= TASK OBJECTIVE =
Transcribe each of the records below without changing anything.

= RECORDS SUPPLIED =
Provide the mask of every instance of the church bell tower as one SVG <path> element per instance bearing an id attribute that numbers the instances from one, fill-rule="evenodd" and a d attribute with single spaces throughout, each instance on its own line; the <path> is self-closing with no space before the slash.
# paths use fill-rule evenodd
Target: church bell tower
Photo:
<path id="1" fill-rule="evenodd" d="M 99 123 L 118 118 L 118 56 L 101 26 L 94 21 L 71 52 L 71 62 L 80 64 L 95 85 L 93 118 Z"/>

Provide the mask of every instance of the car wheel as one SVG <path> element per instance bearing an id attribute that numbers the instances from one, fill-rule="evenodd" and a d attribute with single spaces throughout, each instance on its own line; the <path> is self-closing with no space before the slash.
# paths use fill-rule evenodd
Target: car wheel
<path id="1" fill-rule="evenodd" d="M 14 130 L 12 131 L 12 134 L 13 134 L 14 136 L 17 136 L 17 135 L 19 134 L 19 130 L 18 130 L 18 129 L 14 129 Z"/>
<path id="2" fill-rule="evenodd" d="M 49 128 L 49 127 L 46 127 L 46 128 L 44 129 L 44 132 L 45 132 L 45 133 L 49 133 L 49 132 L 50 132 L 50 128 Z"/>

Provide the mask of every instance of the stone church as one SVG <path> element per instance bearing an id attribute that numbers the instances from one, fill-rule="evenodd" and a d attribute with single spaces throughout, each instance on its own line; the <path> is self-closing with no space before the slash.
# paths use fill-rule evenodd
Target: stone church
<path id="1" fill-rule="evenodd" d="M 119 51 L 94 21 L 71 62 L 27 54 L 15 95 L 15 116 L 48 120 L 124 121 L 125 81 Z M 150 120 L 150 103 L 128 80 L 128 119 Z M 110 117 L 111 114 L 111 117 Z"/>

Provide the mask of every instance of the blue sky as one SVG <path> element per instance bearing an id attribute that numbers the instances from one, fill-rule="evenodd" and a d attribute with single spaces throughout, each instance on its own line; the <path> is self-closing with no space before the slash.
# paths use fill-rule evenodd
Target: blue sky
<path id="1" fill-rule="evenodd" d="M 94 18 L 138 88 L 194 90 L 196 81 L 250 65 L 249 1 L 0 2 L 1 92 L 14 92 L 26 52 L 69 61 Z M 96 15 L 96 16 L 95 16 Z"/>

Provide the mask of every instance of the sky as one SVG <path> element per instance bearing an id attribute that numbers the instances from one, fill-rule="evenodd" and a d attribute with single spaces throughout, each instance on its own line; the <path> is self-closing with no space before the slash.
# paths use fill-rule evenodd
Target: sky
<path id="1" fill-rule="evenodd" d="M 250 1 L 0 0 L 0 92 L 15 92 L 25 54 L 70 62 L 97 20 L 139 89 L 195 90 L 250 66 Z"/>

= FINAL RESULT =
Provide the mask of every instance of the church bell tower as one SVG <path> element per instance bearing an id attribute that numbers the instances from one, fill-rule="evenodd" and a d attribute with single spaces throughout, each instance on its own line; the <path> is self-closing with no space before the slash.
# paths use fill-rule evenodd
Target: church bell tower
Photo:
<path id="1" fill-rule="evenodd" d="M 99 123 L 118 118 L 118 56 L 101 26 L 94 21 L 71 52 L 71 62 L 80 64 L 95 85 L 93 118 Z"/>

Provide the mask of every instance of the car wheel as one SVG <path> element per instance bearing an id attribute that numbers the instances from one, fill-rule="evenodd" and a d attribute with single spaces throughout, each instance on its own line; the <path> is self-closing with no space before the slash.
# paths use fill-rule evenodd
Target: car wheel
<path id="1" fill-rule="evenodd" d="M 14 130 L 12 131 L 12 134 L 13 134 L 14 136 L 17 136 L 17 135 L 19 134 L 19 130 L 18 130 L 18 129 L 14 129 Z"/>
<path id="2" fill-rule="evenodd" d="M 49 128 L 49 127 L 46 127 L 46 128 L 44 129 L 44 132 L 45 132 L 45 133 L 49 133 L 49 132 L 50 132 L 50 128 Z"/>

Provide the mask of every instance of the stone church as one SVG <path> element per instance bearing an id attribute that numbers the instances from one, fill-rule="evenodd" and a d attribute with single spaces throughout, each instance on its own line; the <path> is self-closing with no space before the slash.
# paths use fill-rule evenodd
Target: stone church
<path id="1" fill-rule="evenodd" d="M 119 51 L 94 21 L 71 62 L 27 54 L 15 95 L 15 116 L 48 120 L 124 121 L 125 81 Z M 150 120 L 150 103 L 128 80 L 128 119 Z M 110 117 L 111 114 L 111 117 Z"/>

Provide the mask of every instance of the blue sky as one SVG <path> element per instance bearing an id attribute that numbers the instances from one, fill-rule="evenodd" and a d attribute with single spaces throughout, each instance on its own line; the <path> is self-closing with no space before the slash.
# paths use fill-rule evenodd
Target: blue sky
<path id="1" fill-rule="evenodd" d="M 94 18 L 138 88 L 194 90 L 196 81 L 250 65 L 249 1 L 0 2 L 1 92 L 14 92 L 26 52 L 69 61 Z M 96 15 L 96 16 L 95 16 Z"/>

Provide the mask of every instance of the sky as one SVG <path> element per instance bearing an id attribute that numbers the instances from one, fill-rule="evenodd" and a d attribute with single spaces throughout, each instance on its own line; the <path> is self-closing with no space before the slash.
# paths use fill-rule evenodd
Target: sky
<path id="1" fill-rule="evenodd" d="M 250 1 L 0 0 L 0 92 L 15 92 L 25 54 L 70 62 L 97 20 L 139 89 L 195 90 L 250 66 Z"/>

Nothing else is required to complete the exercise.